Set problem:
Rewrite the data below, replacing "instance" with "occurrence" and changing nothing else. Omit the pictures from your answer.

Data supplied:

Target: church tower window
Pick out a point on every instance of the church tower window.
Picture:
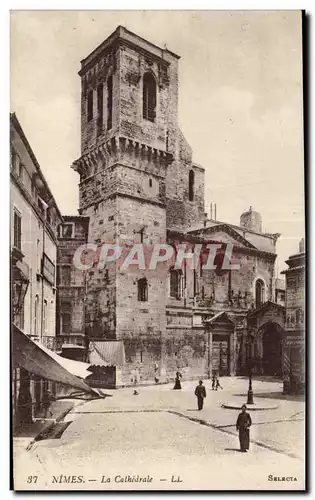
(191, 186)
(109, 102)
(143, 290)
(259, 293)
(149, 97)
(90, 105)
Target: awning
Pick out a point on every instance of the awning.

Task response:
Target: church tower window
Pick out a point on every occurrence of the church tower window.
Picture:
(191, 186)
(109, 102)
(143, 290)
(259, 293)
(149, 97)
(90, 105)
Target: awning
Pick out a point on every occurrence of the awning.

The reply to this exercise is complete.